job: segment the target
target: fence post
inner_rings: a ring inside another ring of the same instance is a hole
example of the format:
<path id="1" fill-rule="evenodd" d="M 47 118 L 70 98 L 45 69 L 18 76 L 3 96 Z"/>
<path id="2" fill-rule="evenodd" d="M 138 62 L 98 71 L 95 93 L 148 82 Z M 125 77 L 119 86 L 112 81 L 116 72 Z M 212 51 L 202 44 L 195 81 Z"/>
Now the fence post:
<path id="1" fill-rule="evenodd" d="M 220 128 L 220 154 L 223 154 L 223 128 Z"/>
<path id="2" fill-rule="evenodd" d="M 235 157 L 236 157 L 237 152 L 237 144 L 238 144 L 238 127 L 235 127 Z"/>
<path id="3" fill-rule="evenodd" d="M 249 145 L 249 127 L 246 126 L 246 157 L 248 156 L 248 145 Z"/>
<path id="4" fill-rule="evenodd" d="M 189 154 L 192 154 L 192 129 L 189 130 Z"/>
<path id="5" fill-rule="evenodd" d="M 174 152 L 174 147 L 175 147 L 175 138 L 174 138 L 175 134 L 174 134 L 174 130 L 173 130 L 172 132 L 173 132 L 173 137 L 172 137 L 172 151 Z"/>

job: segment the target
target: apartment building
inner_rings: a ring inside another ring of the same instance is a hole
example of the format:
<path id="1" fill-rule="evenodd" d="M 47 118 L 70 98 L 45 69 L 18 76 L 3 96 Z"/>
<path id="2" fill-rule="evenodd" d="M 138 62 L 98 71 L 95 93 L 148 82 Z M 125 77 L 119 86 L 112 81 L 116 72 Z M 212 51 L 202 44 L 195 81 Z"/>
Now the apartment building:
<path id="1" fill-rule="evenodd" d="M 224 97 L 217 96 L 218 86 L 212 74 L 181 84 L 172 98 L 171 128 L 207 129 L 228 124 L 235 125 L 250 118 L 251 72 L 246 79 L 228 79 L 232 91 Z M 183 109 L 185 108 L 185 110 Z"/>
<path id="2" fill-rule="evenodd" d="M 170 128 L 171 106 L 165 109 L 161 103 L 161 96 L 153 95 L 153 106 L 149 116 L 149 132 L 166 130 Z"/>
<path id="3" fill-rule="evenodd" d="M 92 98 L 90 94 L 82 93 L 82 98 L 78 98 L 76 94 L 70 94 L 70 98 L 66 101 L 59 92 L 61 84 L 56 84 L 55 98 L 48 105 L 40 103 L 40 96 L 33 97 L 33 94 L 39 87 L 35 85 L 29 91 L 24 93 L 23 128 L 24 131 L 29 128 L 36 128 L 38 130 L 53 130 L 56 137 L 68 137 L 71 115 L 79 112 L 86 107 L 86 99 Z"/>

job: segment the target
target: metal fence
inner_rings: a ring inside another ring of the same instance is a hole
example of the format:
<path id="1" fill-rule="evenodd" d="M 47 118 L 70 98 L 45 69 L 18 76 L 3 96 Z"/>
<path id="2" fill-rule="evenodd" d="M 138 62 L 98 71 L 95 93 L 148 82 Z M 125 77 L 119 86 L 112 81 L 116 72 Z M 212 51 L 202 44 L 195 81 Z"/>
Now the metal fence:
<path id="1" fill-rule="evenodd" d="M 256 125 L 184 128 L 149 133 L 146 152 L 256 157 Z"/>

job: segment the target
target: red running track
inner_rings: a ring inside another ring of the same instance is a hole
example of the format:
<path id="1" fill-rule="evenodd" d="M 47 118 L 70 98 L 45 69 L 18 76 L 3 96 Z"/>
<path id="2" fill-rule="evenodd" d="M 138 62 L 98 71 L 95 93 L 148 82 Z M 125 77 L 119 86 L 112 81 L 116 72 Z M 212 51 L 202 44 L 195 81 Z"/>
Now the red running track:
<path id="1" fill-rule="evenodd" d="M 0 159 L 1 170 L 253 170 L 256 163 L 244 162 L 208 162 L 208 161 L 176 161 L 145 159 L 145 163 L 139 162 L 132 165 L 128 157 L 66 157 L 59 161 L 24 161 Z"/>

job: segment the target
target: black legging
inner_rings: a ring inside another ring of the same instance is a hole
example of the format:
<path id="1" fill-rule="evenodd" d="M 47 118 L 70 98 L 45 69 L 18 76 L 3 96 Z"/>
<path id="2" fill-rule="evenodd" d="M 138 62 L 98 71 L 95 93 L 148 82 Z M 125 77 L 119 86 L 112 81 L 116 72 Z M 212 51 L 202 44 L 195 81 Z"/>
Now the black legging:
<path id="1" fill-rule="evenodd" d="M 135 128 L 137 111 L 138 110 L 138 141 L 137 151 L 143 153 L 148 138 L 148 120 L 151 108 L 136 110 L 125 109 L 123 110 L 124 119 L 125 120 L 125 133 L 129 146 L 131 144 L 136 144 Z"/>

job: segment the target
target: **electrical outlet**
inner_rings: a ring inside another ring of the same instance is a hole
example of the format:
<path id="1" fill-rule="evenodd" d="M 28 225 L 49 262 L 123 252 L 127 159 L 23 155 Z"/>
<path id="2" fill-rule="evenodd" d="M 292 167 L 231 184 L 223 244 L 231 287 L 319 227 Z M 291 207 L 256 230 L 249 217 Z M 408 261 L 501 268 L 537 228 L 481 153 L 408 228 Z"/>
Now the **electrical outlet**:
--
To be done - Copy every line of the items above word for word, changing nothing.

Solution -
job: segment the target
target: fence post
inner_rings: a ring inside another ring of the same instance is a hole
example of the format:
<path id="1" fill-rule="evenodd" d="M 47 118 L 70 98 L 45 69 L 18 76 L 3 96 Z"/>
<path id="2" fill-rule="evenodd" d="M 138 62 L 98 71 L 95 93 L 148 82 Z M 125 77 L 119 86 L 112 81 L 116 72 Z M 212 51 L 202 44 L 195 81 Z"/>
Now the fence post:
<path id="1" fill-rule="evenodd" d="M 220 128 L 220 154 L 223 154 L 223 128 Z"/>
<path id="2" fill-rule="evenodd" d="M 235 157 L 236 157 L 237 152 L 237 144 L 238 144 L 238 127 L 235 127 Z"/>
<path id="3" fill-rule="evenodd" d="M 249 145 L 249 127 L 246 126 L 246 157 L 248 156 L 248 145 Z"/>
<path id="4" fill-rule="evenodd" d="M 189 154 L 192 154 L 192 129 L 189 130 Z"/>
<path id="5" fill-rule="evenodd" d="M 174 152 L 174 147 L 175 147 L 175 138 L 174 138 L 175 134 L 174 134 L 174 130 L 173 130 L 172 132 L 173 132 L 173 137 L 172 137 L 172 151 Z"/>

job: segment the target
target: apartment building
inner_rings: a ring inside another ring of the same instance is a hole
example of the format:
<path id="1" fill-rule="evenodd" d="M 47 118 L 70 98 L 45 69 L 18 76 L 3 96 Z"/>
<path id="2" fill-rule="evenodd" d="M 138 62 L 98 71 L 95 93 L 148 82 Z M 125 77 L 119 86 L 112 81 L 116 72 Z M 212 51 L 202 44 L 195 81 Z"/>
Now the apartment building:
<path id="1" fill-rule="evenodd" d="M 224 97 L 217 96 L 218 86 L 212 74 L 181 84 L 172 98 L 171 128 L 207 129 L 228 124 L 235 125 L 250 118 L 251 72 L 246 79 L 228 79 L 232 91 Z M 183 109 L 185 108 L 185 110 Z"/>
<path id="2" fill-rule="evenodd" d="M 170 128 L 171 106 L 165 109 L 161 103 L 161 96 L 153 95 L 153 106 L 149 116 L 149 132 L 166 130 Z"/>
<path id="3" fill-rule="evenodd" d="M 92 98 L 90 94 L 82 93 L 82 98 L 78 98 L 76 94 L 70 94 L 70 98 L 66 101 L 59 92 L 61 84 L 56 84 L 55 98 L 48 105 L 40 103 L 40 96 L 33 97 L 33 94 L 39 87 L 35 85 L 29 91 L 24 93 L 23 128 L 24 131 L 29 128 L 36 128 L 38 130 L 53 130 L 56 137 L 68 137 L 71 115 L 79 112 L 86 107 L 86 99 Z"/>

job: segment the target
target: metal fence
inner_rings: a ring inside another ring of the same instance is a hole
example of the format:
<path id="1" fill-rule="evenodd" d="M 47 118 L 70 98 L 45 69 L 18 76 L 3 96 Z"/>
<path id="2" fill-rule="evenodd" d="M 138 62 L 98 71 L 95 93 L 148 82 Z M 125 77 L 119 86 L 112 81 L 116 72 Z M 212 51 L 202 44 L 195 81 Z"/>
Now the metal fence:
<path id="1" fill-rule="evenodd" d="M 256 125 L 184 128 L 149 133 L 146 152 L 256 157 Z"/>

job: segment the target
target: red running track
inner_rings: a ring inside another ring of the same instance is a hole
example of the format:
<path id="1" fill-rule="evenodd" d="M 47 118 L 70 98 L 45 69 L 18 76 L 3 96 Z"/>
<path id="2" fill-rule="evenodd" d="M 138 62 L 98 71 L 95 93 L 148 82 Z M 125 77 L 119 86 L 112 81 L 116 72 Z M 212 51 L 202 44 L 195 81 Z"/>
Now the red running track:
<path id="1" fill-rule="evenodd" d="M 0 159 L 1 170 L 253 170 L 256 163 L 244 162 L 208 162 L 208 161 L 176 161 L 145 159 L 145 163 L 139 162 L 132 165 L 128 157 L 66 157 L 59 161 L 24 161 Z"/>

job: segment the target
target: black legging
inner_rings: a ring inside another ring of the same instance is a hole
example of the format:
<path id="1" fill-rule="evenodd" d="M 47 118 L 70 98 L 45 69 L 18 76 L 3 96 Z"/>
<path id="2" fill-rule="evenodd" d="M 138 62 L 98 71 L 95 93 L 148 82 Z M 125 77 L 119 86 L 112 81 L 116 72 Z M 212 51 L 202 44 L 195 81 Z"/>
Now the black legging:
<path id="1" fill-rule="evenodd" d="M 135 128 L 137 111 L 138 110 L 138 141 L 137 151 L 143 153 L 148 138 L 148 120 L 151 108 L 136 110 L 125 109 L 123 110 L 124 119 L 125 120 L 125 133 L 129 146 L 131 144 L 136 144 Z"/>

job: segment the target
target: **electrical outlet**
inner_rings: a ring inside another ring of the same instance is a hole
example of the format:
<path id="1" fill-rule="evenodd" d="M 28 225 L 49 262 L 123 252 L 127 159 L 23 155 Z"/>
<path id="2" fill-rule="evenodd" d="M 292 167 L 231 184 L 223 244 L 231 287 L 319 227 Z M 291 207 L 256 230 L 249 217 Z M 408 261 L 501 268 L 537 228 L 481 153 L 408 228 Z"/>
Now the **electrical outlet**:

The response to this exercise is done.